** start of Source data **
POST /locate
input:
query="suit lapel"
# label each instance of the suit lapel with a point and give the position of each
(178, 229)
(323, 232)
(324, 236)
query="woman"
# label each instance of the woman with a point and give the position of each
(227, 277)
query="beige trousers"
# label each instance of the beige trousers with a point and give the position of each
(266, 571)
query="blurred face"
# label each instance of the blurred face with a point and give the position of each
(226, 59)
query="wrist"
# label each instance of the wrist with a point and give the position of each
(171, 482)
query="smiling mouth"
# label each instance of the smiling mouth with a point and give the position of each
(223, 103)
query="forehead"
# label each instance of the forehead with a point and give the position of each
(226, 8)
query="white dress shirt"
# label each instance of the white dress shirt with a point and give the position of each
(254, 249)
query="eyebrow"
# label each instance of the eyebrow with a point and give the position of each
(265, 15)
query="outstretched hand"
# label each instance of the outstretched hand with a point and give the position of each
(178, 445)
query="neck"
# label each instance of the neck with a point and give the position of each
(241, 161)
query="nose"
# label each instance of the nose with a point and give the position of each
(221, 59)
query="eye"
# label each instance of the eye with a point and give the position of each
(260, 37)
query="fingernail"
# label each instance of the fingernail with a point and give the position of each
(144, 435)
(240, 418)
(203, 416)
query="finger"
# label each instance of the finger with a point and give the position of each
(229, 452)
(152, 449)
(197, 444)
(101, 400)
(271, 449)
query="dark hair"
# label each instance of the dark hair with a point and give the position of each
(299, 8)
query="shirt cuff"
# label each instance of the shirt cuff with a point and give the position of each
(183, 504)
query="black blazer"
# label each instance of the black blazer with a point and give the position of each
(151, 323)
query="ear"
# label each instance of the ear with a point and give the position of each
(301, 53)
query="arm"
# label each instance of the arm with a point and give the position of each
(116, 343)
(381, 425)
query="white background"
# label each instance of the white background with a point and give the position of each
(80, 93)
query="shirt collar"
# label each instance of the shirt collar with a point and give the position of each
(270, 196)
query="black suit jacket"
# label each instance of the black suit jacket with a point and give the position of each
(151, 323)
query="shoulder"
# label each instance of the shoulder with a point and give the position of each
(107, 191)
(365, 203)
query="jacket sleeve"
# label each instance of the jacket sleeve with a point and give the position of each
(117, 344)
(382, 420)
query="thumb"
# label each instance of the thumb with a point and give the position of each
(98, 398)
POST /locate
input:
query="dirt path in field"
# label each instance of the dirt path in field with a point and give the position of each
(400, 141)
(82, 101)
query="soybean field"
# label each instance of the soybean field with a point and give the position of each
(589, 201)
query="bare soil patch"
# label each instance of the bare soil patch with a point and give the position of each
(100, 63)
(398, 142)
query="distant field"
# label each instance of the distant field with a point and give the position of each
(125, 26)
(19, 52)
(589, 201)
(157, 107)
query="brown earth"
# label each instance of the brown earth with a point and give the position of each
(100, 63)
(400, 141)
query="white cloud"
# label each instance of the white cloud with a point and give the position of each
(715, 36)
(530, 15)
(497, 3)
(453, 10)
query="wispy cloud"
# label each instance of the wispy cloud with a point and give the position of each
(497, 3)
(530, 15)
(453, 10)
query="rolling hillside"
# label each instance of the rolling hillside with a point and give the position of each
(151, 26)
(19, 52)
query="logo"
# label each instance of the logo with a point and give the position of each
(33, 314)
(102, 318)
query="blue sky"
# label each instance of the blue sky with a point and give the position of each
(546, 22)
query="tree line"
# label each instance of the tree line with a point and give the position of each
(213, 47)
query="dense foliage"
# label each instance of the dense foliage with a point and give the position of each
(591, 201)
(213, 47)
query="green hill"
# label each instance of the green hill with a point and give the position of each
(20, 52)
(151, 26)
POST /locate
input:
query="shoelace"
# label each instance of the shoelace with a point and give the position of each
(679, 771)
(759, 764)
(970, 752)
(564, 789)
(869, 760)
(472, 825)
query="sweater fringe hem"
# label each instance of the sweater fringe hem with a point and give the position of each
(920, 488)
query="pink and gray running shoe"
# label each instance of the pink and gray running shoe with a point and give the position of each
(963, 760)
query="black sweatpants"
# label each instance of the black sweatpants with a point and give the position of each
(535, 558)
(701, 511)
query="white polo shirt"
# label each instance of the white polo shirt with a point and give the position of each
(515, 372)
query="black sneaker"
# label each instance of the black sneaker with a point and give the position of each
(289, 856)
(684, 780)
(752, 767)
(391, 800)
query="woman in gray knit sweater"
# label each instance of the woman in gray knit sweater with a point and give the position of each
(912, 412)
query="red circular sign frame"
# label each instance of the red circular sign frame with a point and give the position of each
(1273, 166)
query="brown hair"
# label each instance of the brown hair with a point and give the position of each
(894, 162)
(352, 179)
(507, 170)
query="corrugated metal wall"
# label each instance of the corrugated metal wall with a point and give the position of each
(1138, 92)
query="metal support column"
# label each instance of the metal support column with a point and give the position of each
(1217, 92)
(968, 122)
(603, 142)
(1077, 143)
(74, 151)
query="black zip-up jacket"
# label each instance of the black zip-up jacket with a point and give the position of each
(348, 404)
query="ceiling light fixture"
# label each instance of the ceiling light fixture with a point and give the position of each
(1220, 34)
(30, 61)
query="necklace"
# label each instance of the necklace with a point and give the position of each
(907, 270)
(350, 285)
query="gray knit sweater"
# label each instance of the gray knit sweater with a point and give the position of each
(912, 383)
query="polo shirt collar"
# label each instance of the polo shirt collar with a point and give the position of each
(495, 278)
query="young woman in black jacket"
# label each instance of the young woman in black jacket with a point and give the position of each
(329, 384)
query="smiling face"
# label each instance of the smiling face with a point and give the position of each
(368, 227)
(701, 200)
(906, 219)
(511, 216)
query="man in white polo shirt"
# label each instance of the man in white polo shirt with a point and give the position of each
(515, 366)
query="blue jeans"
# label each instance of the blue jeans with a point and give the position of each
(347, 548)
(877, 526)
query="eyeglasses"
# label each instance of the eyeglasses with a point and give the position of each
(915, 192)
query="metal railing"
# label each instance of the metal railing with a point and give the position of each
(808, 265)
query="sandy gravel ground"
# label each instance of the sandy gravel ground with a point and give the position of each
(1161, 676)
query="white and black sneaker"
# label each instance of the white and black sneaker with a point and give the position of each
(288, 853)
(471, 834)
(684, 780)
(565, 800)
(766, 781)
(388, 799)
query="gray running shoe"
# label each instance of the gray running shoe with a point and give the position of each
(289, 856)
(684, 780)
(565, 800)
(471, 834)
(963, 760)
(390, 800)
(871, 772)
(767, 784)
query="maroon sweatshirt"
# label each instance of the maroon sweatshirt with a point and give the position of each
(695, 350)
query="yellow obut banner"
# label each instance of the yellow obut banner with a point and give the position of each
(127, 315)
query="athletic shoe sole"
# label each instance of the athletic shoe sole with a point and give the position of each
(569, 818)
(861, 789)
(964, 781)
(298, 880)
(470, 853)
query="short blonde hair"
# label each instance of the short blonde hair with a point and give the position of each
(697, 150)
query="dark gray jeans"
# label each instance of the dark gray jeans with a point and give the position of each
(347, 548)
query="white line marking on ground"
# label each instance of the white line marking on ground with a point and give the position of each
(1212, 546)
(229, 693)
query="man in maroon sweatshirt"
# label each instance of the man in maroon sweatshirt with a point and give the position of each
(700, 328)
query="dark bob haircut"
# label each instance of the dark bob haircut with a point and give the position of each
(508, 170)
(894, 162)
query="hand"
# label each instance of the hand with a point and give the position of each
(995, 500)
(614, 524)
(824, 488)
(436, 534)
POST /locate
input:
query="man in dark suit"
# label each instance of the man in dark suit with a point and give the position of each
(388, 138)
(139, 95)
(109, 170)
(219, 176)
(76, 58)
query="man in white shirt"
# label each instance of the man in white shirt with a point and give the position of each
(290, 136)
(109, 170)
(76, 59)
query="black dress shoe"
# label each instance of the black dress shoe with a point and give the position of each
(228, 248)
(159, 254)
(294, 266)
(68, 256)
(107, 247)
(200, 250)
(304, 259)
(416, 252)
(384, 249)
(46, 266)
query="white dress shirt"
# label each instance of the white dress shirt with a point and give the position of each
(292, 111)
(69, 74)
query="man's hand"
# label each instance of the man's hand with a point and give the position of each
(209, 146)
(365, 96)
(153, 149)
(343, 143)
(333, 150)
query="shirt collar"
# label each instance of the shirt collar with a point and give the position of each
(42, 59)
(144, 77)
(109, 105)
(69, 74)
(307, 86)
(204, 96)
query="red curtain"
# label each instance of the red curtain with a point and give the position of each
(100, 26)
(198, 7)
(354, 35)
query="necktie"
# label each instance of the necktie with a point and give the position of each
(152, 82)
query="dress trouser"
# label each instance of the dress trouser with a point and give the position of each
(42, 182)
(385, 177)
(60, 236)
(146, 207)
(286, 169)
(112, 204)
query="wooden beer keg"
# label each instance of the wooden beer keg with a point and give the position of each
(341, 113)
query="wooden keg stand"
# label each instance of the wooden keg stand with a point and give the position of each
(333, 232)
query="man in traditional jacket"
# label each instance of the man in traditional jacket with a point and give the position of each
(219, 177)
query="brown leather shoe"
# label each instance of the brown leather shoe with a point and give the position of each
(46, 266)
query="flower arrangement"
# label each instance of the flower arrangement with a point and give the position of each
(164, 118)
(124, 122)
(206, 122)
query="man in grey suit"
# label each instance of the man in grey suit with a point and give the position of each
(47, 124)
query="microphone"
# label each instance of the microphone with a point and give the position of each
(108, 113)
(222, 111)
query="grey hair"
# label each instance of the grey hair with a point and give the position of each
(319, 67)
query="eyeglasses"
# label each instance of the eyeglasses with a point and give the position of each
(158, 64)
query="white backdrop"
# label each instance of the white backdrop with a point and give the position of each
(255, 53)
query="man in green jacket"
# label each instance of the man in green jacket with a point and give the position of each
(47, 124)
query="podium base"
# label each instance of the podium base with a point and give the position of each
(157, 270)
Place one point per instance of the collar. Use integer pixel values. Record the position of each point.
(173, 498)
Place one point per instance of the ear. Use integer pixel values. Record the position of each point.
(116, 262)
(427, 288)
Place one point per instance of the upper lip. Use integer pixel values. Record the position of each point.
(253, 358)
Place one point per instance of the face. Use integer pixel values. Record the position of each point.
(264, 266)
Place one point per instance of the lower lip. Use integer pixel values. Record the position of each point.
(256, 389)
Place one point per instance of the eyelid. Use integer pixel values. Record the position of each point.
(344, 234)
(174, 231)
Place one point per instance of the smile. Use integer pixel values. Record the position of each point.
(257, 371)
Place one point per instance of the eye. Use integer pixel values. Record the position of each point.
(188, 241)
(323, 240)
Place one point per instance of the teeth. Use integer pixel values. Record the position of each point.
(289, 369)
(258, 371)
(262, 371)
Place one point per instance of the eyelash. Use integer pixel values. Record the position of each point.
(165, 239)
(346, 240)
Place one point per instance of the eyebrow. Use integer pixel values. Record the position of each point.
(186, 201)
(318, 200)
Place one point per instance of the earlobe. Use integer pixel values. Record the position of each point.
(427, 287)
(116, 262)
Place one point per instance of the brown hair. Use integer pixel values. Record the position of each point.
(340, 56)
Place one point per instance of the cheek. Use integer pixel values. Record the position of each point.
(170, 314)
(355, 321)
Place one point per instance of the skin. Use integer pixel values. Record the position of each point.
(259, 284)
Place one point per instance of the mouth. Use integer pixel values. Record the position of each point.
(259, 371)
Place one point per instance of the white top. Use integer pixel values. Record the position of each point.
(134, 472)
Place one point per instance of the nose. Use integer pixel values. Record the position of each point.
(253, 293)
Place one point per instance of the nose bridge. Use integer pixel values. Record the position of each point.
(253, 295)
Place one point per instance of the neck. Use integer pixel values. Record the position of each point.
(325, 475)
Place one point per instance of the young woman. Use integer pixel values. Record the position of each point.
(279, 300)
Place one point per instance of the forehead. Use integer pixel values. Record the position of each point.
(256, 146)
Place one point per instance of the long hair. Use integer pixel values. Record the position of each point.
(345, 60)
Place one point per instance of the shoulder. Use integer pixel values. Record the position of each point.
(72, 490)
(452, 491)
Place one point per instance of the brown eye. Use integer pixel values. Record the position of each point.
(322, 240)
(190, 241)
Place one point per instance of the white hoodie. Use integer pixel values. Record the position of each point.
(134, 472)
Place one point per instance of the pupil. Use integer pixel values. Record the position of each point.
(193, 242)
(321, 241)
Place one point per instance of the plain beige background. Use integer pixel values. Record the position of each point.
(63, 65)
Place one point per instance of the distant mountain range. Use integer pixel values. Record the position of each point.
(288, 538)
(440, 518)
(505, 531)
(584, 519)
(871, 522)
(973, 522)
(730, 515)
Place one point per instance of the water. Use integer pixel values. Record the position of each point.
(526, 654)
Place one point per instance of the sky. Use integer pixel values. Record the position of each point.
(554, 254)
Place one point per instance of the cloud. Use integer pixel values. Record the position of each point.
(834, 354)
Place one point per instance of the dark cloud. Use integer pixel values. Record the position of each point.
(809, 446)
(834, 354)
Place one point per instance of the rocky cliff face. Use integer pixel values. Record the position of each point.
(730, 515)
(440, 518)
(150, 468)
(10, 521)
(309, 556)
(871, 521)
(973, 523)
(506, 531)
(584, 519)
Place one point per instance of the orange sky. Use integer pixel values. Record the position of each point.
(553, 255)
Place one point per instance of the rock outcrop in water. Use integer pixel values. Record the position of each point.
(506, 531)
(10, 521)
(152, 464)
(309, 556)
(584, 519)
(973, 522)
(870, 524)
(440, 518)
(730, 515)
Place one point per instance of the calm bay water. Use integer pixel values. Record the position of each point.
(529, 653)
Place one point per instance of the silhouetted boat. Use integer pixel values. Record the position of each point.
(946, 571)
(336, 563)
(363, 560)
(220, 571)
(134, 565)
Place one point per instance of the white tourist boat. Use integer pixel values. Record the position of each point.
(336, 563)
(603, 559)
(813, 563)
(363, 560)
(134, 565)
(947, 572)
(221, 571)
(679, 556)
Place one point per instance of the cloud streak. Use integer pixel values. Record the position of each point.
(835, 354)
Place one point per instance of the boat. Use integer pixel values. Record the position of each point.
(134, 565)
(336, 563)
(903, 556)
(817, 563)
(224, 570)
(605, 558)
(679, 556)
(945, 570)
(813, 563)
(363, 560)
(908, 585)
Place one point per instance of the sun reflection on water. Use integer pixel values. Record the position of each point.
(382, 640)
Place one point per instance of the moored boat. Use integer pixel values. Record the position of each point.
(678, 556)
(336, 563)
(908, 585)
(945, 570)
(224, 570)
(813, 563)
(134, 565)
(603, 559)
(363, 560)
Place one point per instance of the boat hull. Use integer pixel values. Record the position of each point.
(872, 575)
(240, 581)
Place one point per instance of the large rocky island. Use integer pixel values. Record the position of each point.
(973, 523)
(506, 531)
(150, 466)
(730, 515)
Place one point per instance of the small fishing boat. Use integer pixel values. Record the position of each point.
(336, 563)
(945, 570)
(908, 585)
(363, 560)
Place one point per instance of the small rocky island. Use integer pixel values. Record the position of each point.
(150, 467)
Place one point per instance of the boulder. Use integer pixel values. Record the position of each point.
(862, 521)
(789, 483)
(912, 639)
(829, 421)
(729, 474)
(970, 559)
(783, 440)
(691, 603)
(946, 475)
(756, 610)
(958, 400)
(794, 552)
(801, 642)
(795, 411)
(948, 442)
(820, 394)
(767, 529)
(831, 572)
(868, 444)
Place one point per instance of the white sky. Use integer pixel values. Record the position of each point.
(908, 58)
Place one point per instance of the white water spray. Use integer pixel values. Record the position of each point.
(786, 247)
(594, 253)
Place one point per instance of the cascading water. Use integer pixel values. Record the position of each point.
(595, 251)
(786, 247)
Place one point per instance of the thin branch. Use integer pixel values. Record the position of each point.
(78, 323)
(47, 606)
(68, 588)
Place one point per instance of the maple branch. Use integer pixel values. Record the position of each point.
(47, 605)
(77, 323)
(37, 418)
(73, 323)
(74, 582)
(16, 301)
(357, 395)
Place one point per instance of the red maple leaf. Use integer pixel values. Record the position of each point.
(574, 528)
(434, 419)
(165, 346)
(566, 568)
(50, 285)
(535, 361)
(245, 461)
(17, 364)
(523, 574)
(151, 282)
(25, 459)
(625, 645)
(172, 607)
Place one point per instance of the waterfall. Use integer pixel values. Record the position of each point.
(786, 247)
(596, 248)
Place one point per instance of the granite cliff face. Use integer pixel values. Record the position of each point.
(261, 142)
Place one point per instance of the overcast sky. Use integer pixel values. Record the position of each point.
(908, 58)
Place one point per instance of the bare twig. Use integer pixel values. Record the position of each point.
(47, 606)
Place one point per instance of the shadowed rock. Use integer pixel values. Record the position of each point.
** end of Source data **
→ **What the task requires**
Write out again, exactly, the lines from the one holding "Place one point per instance of the small rocky" through the end of the listing, with both ends included.

→ **Exercise response**
Place one point per instance of the small rocky island. Use integer pixel values. Record the position of each point.
(150, 467)
Place one point per instance of the boulder. Use integer pixel values. Record the position of each point.
(862, 521)
(789, 483)
(912, 639)
(829, 421)
(729, 474)
(970, 559)
(783, 440)
(691, 603)
(946, 475)
(756, 610)
(958, 400)
(794, 552)
(801, 642)
(795, 411)
(948, 442)
(820, 394)
(767, 529)
(831, 572)
(868, 444)
Place one point per instance of the white sky. Use integer pixel values. Record the position of each point.
(908, 58)
Place one point per instance of the white water spray. Use integer pixel values. Record the position of each point.
(786, 247)
(594, 253)
Place one point per instance of the cascading water. Use integer pixel values. Record the position of each point.
(595, 251)
(786, 247)
Place one point per instance of the thin branch. Use integer pixel values. Record the position of each point.
(78, 323)
(47, 606)
(68, 588)
Place one point per instance of the maple branch. Use integer pixel values. Record the position of each point.
(47, 605)
(77, 323)
(37, 418)
(73, 323)
(74, 582)
(16, 301)
(357, 395)
Place one point per instance of the red maple leaf. Use integer pixel values. Record the position of each point.
(574, 528)
(434, 419)
(165, 346)
(566, 568)
(50, 285)
(535, 361)
(245, 461)
(17, 364)
(523, 574)
(151, 282)
(25, 459)
(625, 645)
(172, 607)
Place one point per instance of the waterfall. Use integer pixel values. Record the position of each point.
(786, 247)
(596, 248)
Place one point per instance of the granite cliff face. Use integer pixel values. Record the position of each point.
(261, 142)
Place one point per instance of the overcast sky. Use integer pixel values. Record the position of each point.
(908, 58)
Place one point per instance of the bare twig. Use integer pixel values. Record the position of each point.
(47, 606)
Place one point per instance of the shadowed rock. Use integer pixel values. Record the position of each point.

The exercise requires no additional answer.